EXERCISE INSTRUCTIONS
Transcribe the part of the records that opens with the line containing "of the leafy" and closes with the line containing "[[275, 205]]", both of those lines included, and nothing else.

□ □ □ □

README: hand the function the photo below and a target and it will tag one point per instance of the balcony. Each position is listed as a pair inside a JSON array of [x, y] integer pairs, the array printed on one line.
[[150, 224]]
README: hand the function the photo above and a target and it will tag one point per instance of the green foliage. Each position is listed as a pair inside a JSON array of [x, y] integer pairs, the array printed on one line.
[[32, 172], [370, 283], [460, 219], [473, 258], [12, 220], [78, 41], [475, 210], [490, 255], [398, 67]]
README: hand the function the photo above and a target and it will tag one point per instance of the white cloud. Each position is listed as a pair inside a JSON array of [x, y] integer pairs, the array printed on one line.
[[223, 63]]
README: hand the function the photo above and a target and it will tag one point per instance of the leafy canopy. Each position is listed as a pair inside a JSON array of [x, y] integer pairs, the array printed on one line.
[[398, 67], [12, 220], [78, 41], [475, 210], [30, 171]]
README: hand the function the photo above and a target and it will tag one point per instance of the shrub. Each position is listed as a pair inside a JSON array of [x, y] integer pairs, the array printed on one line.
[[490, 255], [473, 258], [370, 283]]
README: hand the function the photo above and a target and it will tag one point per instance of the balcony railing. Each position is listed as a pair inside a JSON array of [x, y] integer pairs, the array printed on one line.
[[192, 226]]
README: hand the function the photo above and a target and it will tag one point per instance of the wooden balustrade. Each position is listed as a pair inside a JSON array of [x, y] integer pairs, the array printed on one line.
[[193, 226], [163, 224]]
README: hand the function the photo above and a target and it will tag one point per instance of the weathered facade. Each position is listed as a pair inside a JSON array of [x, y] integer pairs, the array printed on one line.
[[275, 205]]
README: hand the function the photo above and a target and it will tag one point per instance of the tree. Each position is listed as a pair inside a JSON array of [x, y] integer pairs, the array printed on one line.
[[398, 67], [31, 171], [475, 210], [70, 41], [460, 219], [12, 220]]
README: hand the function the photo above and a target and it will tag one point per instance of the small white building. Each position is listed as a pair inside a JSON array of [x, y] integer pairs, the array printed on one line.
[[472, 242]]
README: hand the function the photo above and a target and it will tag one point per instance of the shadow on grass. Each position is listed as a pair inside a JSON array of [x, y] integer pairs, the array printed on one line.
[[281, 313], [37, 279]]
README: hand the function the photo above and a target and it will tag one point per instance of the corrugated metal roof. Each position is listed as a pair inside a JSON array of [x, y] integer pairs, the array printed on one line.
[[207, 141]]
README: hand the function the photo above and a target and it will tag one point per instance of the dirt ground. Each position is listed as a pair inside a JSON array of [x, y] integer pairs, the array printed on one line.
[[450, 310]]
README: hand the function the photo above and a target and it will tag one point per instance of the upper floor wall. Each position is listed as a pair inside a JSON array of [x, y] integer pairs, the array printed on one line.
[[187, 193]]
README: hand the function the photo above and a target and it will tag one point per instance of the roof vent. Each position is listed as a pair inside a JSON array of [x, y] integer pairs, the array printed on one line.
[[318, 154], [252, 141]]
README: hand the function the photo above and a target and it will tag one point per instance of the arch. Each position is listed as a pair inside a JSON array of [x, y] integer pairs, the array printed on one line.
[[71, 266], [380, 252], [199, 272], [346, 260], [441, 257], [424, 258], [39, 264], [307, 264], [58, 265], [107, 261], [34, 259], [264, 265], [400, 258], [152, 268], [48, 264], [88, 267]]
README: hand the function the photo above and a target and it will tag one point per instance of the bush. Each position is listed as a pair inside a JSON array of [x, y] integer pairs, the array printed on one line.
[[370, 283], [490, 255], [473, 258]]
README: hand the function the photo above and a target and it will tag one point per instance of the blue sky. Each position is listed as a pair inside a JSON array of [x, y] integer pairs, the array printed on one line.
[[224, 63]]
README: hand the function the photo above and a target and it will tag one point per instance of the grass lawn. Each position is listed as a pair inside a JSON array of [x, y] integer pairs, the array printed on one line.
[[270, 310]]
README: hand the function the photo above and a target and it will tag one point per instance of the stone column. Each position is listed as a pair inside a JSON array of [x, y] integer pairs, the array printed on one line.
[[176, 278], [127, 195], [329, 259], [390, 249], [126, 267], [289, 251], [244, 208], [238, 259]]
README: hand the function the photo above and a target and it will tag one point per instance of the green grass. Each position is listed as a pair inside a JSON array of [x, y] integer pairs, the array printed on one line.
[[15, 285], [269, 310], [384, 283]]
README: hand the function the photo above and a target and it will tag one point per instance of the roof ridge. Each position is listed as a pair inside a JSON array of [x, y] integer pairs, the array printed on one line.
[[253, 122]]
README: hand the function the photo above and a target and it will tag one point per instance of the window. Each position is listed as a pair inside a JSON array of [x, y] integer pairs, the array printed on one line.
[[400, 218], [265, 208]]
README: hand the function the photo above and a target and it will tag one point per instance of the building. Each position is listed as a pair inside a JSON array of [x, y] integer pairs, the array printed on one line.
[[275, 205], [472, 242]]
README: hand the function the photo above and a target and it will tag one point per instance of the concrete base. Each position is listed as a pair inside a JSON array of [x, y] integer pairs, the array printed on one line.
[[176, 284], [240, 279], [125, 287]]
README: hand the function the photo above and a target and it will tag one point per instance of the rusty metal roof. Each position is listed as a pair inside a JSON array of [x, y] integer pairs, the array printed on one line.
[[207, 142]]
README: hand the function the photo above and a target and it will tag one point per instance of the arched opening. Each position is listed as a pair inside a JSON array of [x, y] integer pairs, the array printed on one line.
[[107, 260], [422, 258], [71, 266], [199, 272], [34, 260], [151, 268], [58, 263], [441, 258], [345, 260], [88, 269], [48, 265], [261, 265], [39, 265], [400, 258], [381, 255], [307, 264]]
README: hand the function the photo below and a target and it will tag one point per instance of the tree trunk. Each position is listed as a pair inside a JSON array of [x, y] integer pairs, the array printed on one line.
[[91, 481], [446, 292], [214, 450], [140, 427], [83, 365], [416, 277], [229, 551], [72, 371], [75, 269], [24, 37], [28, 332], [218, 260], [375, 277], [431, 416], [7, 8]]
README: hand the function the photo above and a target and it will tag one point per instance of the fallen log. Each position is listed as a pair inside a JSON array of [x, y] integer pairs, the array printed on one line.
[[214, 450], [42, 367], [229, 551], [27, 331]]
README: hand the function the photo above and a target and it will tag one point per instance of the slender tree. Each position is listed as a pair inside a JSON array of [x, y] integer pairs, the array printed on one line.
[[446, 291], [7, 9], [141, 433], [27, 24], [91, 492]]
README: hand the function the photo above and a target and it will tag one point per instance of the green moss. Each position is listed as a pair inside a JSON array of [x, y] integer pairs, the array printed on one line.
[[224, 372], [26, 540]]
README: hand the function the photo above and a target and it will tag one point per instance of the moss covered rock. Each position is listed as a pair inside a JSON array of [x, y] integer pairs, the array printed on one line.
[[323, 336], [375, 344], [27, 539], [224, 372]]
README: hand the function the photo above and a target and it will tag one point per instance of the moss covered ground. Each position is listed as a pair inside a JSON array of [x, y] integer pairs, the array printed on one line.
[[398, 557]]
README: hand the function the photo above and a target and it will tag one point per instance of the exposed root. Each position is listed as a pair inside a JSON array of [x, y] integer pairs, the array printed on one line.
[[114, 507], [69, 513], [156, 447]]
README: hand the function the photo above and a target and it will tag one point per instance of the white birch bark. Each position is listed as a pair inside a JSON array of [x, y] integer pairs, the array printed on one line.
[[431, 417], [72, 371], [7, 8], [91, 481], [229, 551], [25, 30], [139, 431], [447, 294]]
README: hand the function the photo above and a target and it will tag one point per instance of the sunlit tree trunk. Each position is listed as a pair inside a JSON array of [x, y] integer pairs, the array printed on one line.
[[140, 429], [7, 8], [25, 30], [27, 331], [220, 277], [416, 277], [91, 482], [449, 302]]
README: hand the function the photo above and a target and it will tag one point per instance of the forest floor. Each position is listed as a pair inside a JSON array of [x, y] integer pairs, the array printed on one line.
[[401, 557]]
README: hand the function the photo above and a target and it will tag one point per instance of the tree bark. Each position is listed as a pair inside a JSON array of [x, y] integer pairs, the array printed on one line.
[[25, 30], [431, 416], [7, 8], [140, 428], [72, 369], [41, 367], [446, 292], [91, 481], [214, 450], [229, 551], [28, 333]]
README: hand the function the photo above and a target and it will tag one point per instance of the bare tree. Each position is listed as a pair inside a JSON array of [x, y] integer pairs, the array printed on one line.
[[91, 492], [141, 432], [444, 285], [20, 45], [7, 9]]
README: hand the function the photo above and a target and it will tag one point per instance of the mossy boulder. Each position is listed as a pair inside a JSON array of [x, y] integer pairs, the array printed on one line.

□ □ □ □

TASK ANSWER
README: hand the function the photo above and a target and it will tag one point per instance of the leafy canopy. Each position is listed as a pair inside a JSON array of [x, y] integer pairs, the array printed on one line.
[[398, 67], [12, 220], [78, 41], [475, 210], [30, 171]]
README: hand the function the photo above and a target and it will tag one point per instance of the shrub. Each position is listed as a pair inside a JSON array of [x, y] integer pairs, the array printed on one line.
[[490, 255], [473, 258], [370, 283]]
README: hand the function the photo above and a target and it will tag one point per instance of the balcony railing. Each position is listed as a pair inside a JSON array of [x, y] integer pairs, the array printed on one line.
[[192, 226]]
README: hand the function the photo above and a target and it will tag one point per instance of the wooden balustrade. Each position is listed as a pair inside a JSON array of [x, y] integer pairs, the array printed on one line.
[[193, 226], [163, 224]]
README: hand the function the photo above and a target and it will tag one point per instance of the weathered facade. Each position is listed as a pair inside a JSON array of [x, y] integer pairs, the array printed on one line.
[[275, 205]]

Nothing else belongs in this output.